#### [Text extract]
:::

In Miami and New York, Ichaso ''drifted into the '60s.'' The culture of sex, drugs and rock 'n' roll suited his bohemian spirit. He was a player in the ''psychedelic Miami'' of the late '60s and '70s. He started out making commercials in New York but found his calling when he saw a play by fellow exile Iván Acosta that became his first film, El Super, the story of a Cuban building superintendent unable to adapt to exile. ''It was not a successful Cuban in Miami, but a failed Cuban in New York who longed to go back to a place he couldn't go back to and was frustrated . . by the Americanization of his daughter, by a world he didn't understand,'' Ichaso recalls.

The film, co-directed with Orlando Jiménez Leal, played to packed theaters in Miami and New York. ''It was a way of breaking through some taboo or stigma,'' Ischaso says. "It had the Bay of Pigs guy boasting about Fidel Castro himself shooting from a tank to get him, a Cuban girl getting pregnant by an unknown kid in school, all these unthinkable subjects we would never talk about.''

After El Super, ''it was less commercials and more movies.'' He filmed Crossover Dreams with Rubén Blades, about salsa musicians in New York.

:::

#### [Data supplied]

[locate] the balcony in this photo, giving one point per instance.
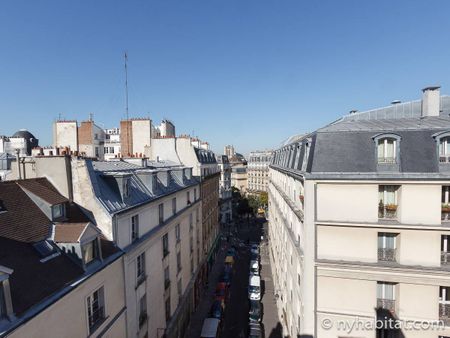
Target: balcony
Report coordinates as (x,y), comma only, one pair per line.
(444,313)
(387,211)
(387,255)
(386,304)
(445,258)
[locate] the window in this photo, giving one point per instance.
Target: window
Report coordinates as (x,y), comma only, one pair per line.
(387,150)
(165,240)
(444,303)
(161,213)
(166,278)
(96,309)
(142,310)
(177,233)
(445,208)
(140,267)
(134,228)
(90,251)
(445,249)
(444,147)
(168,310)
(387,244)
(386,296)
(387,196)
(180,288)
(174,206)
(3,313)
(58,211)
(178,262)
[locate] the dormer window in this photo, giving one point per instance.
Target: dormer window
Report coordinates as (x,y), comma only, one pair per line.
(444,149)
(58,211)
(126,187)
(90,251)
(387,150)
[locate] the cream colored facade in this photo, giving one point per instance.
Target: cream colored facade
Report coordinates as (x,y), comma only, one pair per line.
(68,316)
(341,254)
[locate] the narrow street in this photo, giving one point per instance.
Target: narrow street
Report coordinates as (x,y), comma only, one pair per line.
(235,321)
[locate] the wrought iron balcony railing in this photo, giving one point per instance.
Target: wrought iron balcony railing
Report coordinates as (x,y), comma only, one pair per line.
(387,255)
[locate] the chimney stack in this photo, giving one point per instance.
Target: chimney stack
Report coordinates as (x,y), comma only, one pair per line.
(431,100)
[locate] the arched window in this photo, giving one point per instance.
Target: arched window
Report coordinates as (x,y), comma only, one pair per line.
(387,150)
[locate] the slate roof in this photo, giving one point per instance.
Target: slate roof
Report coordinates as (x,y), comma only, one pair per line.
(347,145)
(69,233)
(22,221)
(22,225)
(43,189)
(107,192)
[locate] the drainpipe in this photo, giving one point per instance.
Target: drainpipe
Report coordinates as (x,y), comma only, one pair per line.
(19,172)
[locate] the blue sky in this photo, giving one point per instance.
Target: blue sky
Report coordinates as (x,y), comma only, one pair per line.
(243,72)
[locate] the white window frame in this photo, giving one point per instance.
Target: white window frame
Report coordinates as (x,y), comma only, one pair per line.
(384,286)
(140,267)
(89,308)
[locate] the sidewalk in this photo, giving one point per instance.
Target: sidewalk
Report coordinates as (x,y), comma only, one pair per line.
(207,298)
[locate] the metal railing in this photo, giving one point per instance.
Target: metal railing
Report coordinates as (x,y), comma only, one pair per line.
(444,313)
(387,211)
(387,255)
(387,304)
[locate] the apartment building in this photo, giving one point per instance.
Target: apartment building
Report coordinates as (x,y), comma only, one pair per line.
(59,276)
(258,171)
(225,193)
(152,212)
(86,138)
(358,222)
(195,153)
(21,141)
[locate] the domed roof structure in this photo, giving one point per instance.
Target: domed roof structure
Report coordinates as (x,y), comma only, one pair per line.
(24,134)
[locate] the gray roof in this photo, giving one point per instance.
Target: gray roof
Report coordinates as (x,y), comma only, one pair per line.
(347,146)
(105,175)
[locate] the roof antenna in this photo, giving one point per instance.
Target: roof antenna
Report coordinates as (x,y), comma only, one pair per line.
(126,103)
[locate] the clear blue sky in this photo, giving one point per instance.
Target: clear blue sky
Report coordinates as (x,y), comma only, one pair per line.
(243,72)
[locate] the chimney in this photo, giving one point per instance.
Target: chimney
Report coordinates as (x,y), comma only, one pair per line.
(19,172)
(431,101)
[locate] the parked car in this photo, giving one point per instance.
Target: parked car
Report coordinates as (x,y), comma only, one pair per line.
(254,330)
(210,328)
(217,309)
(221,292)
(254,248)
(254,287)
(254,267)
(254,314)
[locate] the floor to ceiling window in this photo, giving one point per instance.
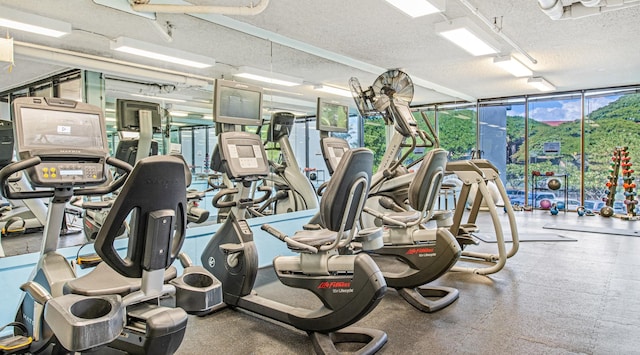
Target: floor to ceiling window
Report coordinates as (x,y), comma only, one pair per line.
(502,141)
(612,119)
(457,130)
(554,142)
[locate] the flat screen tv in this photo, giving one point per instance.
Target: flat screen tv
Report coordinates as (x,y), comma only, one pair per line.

:::

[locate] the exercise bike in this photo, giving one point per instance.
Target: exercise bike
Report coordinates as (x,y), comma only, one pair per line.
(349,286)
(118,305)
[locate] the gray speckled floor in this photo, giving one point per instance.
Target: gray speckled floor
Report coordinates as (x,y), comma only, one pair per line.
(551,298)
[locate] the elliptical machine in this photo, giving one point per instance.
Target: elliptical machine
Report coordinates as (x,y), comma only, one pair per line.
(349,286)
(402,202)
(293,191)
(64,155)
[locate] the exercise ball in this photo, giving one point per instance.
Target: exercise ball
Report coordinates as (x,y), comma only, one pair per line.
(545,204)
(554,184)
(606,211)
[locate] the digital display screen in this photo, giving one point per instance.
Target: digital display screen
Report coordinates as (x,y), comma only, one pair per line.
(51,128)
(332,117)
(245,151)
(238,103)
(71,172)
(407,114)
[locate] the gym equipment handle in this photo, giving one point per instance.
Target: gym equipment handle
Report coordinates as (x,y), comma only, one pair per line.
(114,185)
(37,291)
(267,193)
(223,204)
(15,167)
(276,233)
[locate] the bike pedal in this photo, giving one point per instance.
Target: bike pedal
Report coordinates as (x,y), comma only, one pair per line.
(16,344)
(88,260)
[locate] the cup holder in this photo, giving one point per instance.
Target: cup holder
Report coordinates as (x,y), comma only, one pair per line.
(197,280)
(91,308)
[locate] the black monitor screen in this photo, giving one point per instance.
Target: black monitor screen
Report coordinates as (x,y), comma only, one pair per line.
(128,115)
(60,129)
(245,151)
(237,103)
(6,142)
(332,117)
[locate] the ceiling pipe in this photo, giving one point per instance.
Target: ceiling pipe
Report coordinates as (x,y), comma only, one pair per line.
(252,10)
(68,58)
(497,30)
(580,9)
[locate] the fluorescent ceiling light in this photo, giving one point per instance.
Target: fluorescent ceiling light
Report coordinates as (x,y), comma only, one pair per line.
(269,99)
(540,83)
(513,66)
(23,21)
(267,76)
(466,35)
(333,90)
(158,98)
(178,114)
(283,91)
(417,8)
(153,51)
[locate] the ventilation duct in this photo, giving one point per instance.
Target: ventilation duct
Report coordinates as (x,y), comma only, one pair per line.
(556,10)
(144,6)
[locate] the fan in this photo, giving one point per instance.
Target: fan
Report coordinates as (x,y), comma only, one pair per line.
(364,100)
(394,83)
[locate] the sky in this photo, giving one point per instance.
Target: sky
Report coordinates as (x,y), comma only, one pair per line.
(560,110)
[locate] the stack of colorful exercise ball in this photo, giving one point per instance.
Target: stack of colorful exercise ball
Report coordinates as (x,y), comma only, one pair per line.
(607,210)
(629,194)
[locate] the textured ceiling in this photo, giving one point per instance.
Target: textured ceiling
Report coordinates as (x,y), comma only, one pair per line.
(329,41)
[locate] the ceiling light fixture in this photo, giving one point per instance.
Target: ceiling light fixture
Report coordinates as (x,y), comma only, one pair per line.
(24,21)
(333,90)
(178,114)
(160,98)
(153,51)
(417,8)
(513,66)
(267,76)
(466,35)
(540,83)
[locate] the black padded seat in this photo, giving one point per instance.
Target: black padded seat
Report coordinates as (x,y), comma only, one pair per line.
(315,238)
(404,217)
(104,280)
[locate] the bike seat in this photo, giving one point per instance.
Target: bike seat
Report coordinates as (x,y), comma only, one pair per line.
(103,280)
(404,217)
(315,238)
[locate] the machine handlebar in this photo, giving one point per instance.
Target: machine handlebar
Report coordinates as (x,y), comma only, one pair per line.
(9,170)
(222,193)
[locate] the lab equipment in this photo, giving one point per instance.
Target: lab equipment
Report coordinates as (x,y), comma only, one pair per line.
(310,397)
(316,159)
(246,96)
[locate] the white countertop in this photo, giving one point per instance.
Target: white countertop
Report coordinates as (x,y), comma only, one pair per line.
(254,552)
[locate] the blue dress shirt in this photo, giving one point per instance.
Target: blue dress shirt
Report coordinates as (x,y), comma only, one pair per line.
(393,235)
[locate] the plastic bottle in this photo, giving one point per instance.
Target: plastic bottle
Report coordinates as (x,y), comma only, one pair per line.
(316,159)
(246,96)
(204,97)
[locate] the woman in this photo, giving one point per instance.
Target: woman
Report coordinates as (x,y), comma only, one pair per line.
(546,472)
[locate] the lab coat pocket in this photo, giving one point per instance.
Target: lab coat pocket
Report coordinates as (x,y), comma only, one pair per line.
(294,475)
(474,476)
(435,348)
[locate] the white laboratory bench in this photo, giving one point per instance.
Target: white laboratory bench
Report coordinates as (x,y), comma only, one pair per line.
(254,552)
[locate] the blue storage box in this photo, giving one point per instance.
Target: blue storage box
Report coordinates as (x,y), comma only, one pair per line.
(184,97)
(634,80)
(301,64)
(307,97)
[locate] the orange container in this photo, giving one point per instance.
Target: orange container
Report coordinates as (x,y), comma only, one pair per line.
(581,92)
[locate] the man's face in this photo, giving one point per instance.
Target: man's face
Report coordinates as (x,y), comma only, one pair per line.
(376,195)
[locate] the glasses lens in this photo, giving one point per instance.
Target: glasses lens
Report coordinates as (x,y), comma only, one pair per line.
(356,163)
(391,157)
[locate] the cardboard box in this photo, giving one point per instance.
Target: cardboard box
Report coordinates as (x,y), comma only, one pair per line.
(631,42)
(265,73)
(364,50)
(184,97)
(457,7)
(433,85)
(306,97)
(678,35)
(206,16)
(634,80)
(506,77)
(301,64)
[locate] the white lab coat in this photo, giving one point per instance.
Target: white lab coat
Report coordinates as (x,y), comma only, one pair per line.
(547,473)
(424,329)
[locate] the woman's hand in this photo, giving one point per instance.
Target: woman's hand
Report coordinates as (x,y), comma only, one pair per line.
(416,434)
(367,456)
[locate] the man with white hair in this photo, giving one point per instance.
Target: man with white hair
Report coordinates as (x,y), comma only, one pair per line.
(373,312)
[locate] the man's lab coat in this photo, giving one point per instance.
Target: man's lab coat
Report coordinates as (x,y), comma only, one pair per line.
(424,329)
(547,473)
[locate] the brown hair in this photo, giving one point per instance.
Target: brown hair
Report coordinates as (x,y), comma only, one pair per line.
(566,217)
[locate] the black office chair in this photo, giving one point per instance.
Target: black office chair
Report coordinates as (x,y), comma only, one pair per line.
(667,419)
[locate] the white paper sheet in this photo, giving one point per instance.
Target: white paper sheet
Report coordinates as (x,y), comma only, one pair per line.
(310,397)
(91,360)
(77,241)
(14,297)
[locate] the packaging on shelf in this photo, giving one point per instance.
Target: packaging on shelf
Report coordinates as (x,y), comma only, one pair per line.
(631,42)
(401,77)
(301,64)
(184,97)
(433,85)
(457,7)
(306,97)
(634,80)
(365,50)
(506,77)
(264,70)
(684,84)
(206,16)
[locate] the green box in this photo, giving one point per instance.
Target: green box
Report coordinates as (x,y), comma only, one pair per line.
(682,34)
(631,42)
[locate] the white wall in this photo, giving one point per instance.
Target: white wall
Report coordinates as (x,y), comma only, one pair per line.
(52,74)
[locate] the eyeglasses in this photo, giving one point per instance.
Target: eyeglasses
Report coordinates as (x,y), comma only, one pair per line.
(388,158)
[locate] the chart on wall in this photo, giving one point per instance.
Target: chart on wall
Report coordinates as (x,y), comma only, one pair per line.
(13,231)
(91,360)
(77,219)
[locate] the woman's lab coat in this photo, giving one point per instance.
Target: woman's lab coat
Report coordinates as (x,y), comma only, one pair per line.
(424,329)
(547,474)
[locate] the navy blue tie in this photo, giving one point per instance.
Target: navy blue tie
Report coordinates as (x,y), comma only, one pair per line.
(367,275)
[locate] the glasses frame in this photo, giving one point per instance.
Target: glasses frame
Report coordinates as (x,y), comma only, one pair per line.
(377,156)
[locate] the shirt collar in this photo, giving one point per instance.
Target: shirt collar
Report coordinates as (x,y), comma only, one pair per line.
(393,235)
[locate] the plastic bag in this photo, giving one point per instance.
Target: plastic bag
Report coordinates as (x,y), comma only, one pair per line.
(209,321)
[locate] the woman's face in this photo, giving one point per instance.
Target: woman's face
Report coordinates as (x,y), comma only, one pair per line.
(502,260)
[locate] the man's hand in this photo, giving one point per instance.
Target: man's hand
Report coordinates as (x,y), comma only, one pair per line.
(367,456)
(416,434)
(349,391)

:::

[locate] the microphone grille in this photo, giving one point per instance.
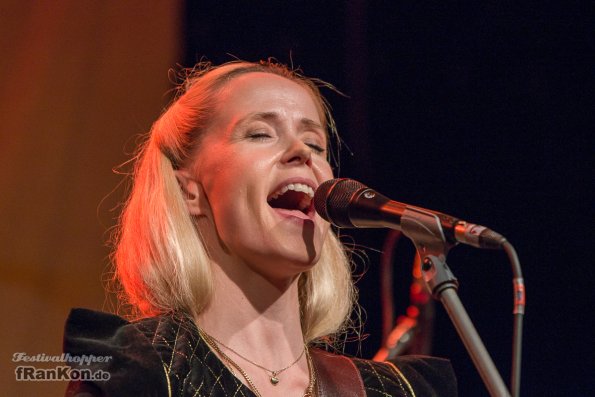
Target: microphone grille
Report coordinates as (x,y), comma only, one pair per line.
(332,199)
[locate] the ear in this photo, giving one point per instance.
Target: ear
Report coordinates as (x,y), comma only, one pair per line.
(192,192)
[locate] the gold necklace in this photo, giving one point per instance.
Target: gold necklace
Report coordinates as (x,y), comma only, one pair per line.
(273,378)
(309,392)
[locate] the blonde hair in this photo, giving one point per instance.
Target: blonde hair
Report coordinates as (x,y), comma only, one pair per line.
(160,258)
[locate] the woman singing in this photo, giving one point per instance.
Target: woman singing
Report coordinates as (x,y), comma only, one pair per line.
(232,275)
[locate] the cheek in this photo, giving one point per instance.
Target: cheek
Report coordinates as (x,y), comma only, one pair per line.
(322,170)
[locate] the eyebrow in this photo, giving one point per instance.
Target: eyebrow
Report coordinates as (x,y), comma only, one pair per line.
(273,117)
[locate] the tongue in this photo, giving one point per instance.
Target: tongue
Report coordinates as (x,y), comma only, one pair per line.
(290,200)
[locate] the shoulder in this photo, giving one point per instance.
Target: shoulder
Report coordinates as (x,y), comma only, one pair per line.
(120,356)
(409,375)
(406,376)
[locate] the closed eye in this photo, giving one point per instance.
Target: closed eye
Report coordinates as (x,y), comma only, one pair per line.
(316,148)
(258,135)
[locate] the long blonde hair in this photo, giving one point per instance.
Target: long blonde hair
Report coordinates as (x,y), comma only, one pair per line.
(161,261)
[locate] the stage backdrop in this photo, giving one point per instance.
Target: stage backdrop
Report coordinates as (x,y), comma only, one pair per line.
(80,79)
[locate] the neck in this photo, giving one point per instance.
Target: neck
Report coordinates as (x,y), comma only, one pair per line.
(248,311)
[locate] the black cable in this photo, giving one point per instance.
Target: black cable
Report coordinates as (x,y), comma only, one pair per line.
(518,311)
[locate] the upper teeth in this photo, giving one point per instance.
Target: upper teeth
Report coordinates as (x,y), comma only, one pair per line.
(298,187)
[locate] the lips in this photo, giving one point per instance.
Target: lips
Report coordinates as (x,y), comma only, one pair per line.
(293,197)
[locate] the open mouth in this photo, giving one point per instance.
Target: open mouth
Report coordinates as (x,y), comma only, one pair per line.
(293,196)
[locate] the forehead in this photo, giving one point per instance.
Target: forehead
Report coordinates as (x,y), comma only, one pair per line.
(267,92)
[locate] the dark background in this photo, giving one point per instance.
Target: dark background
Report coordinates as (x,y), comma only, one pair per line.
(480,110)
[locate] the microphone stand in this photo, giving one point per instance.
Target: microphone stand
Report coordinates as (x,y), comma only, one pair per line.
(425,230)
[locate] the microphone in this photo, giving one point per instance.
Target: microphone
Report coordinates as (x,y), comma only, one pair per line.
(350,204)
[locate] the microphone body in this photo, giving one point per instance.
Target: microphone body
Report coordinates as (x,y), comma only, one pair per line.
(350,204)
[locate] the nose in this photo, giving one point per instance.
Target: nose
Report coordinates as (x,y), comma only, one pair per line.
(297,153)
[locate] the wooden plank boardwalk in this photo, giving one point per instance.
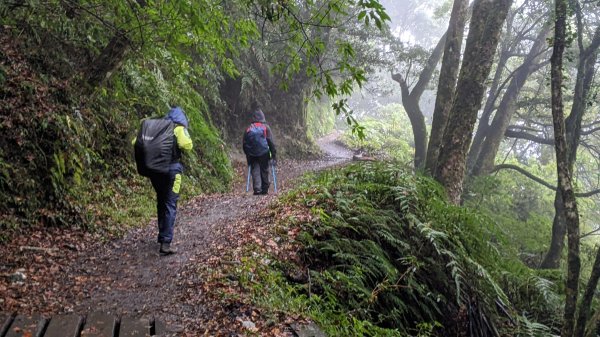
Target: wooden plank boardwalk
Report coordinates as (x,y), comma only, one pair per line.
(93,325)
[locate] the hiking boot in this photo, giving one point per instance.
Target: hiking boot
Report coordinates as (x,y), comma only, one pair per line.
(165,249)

:::

#### [Tasks to complete]
1/ Please rewrite the paragraph beginning "In Miami and New York" from the text about Ichaso in a shorter form, keeping its main facts.
2/ Answer these questions using the text about Ichaso:
(a) Who wrote the play that became Ichaso's first film?
(b) Who co-directed El Super with him?
(c) Who did he make Crossover Dreams with?
3/ Write the next part of the text about Ichaso, picking up after its final sentence.

#### [The answers]
1/ In Miami and New York, Ichaso drifted into the '60s, whose culture of sex, drugs and rock 'n' roll suited his bohemian spirit, and he was a player in the "psychedelic Miami" of the late '60s and '70s. After starting out making commercials in New York, he found his calling in a play by fellow exile Iván Acosta that became his first film, El Super. It tells of a Cuban building superintendent in New York who cannot adapt to exile, longs for a place he can't go back to, and is frustrated by his daughter's Americanization and by a world he doesn't understand.

2/
(a) Iván Acosta
(b) Orlando Jiménez Leal
(c) Rubén Blades

3/
VARIETY

Ichaso has been able to shuttle between making independent films close to his heart and the Hollywood television and movie projects that bring home the paycheck.

A writer-director for the television shows Miami Vice, Crime Story and The Equalizer, he has directed movies starring Wesley Snipes (Sugar Hill), Sidney Poitier (Free of Eden) and Louis Gossett Jr. (Zooman).

''I was the only Cuban that directed Miami Vice and knew Miami vice,'' he quips, a reference to his days as a big-time partyer. "They would bring all these people to Miami and had a fictionalized version of it. I tried to bring something of my own into the show and it worked. I did five episodes. I took Don Johnson to a cafecito on Flagler Street, and he even spoke Spanish.''

He went on to direct the Showtime movies The Fear Inside and A Kiss to Die For.

''All of a sudden you start making money in a career that's been loaded with miseries and sacrifices,'' he says.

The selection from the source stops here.